:: What to do ::
From the entries below, gather each line containing the word "woman".

:: Input records ::
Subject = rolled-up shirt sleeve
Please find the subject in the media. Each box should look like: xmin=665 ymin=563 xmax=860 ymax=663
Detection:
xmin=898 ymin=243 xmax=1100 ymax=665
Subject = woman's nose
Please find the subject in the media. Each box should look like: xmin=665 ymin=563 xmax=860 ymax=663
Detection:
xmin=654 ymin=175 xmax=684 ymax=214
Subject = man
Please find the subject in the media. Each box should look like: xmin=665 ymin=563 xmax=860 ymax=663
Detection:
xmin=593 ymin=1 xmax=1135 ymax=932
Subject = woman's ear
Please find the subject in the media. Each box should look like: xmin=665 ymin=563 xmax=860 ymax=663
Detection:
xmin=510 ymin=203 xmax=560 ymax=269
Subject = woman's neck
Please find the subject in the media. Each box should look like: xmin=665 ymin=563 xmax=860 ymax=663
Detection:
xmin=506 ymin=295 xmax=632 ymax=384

:: Answer to the exercise ::
Subject = woman's nose
Subject = woman's ear
Subject = woman's neck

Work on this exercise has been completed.